Opdracht
Beantwoord deze vragen over de tekst over oliebollen hieronder:
1. Welke olie wordt gebruikt om de oliebollen te bakken?
2. Hoeveel oliebollen gingen er ongeveer op het schaaltje dat de kinderen naar de buren brachten?
3. Waarop worden de oliebollen de laatste twee jaren buiten gebakken?

Oliebollen? Wanneer ik mijn kinderen mag geloven zijn ze mijn specialiteit. Mijn geheim? Goed laten rijzen, geen krenten maar goed gewelde en afgedroogde rozijnen toevoegen en verder geen poespas met sukade, stukjes appel of andere spontane ingevingen.

En zonnebloemolie op de juiste temperatuur verwarmen. Niet te heet, maar wanneer ik het beslag in het vet onderdompel en de oliebol meteen naar boven tjoept, weet ik dat het goed zit. Ook dit jaar hoop ik daarmee te scoren. Een traditie in ons gezin is ook om tijdens het bakken de eerste oliebollen te verdelen onder mijn buren. Gewapend met een schaaltje van pakweg vier oliebollen inclusief poedersuiker werden onze kinderen op oudejaarsdag de buurt ingestuurd. De eerste exemplaren gingen steevast naar de wat oudere bewoners van onze straat.

Ook nu de kinderen de deur uit zijn, heb ik deze traditie in ere gehouden en ik kan het iedereen aanraden. Aan appelbeignets waag ik me niet. Ben er zelf ook niet zo’n liefhebber van. Omdat ik de laatste twee jaren over een grote overdekte veranda aan ons huis beschik, bak ik de oliebollen buiten op een campinggastoestel. Ideaal, want net als bij gourmetten blijft de baklucht van oliebollen hinderlijk lang in je huis hangen. Oudejaarsdag, volgens sommigen een dag net als andere, maar voor mij een dag met een extra dimensie.

Aangeleverde items

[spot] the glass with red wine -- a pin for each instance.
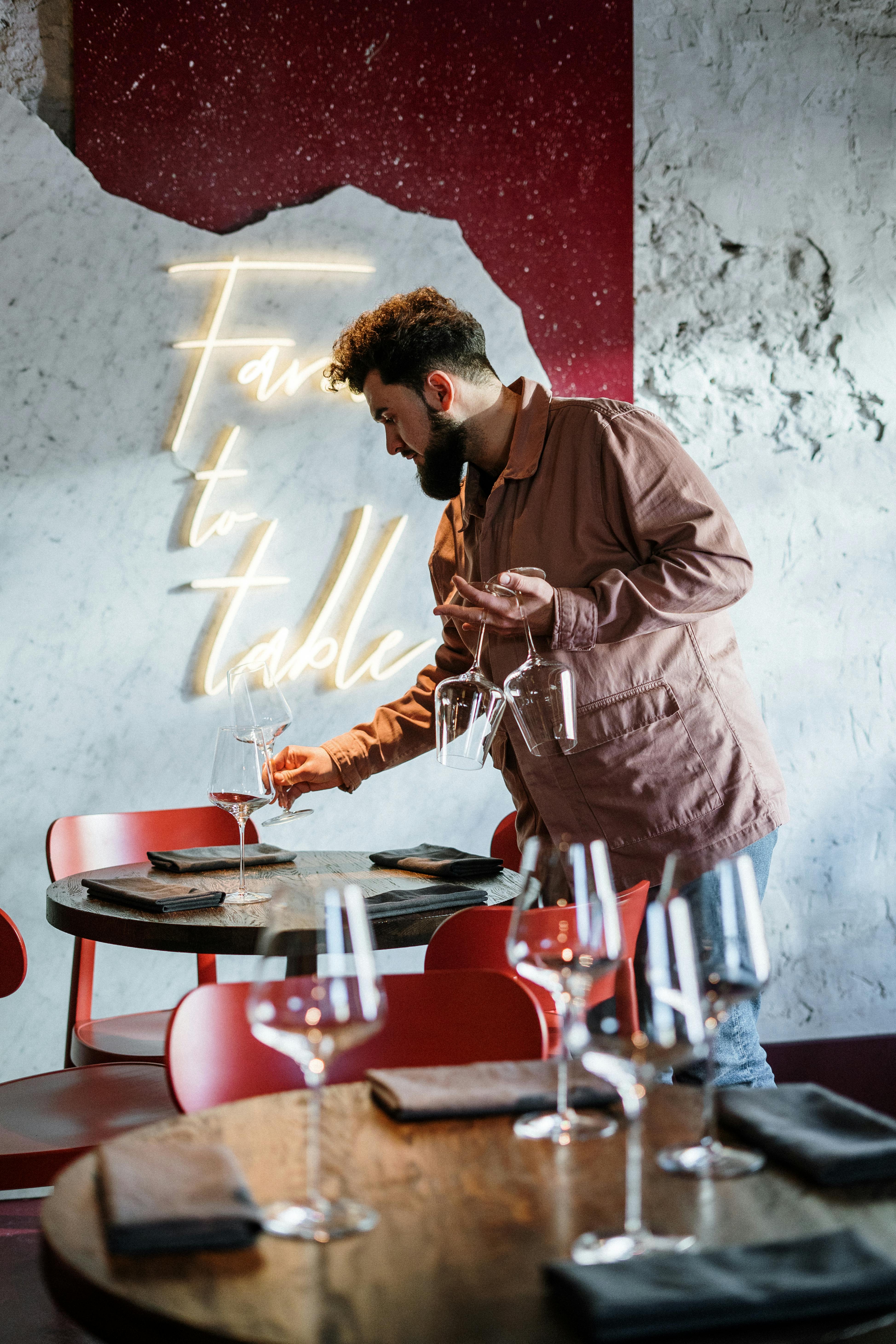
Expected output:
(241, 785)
--
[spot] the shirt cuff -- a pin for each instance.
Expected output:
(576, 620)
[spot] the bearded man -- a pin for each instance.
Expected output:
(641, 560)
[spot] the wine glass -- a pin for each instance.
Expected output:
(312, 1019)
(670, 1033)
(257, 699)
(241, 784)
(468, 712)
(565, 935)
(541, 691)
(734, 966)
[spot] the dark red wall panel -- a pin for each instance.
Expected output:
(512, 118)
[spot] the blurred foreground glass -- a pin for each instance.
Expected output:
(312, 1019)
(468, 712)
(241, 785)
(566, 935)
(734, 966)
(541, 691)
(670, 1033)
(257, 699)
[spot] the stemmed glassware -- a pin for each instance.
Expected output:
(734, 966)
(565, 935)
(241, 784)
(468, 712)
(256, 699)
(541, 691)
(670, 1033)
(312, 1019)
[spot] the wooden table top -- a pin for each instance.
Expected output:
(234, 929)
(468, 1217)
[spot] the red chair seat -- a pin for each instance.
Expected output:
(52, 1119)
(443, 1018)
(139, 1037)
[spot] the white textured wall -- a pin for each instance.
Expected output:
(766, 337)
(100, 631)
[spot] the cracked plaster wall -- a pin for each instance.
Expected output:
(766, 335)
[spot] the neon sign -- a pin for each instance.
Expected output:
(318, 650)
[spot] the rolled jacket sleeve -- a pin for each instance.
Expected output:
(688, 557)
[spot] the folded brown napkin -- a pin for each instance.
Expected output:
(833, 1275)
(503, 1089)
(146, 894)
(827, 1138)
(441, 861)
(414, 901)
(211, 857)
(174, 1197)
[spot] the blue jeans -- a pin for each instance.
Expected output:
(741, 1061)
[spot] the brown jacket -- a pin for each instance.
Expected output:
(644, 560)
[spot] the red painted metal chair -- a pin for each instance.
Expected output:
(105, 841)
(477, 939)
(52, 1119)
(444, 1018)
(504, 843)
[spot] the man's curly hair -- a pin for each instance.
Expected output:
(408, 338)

Antwoord
1. Zonnebloemolie.
2. Pakweg vier, inclusief poedersuiker.
3. Op een campinggastoestel, op de grote overdekte veranda aan het huis.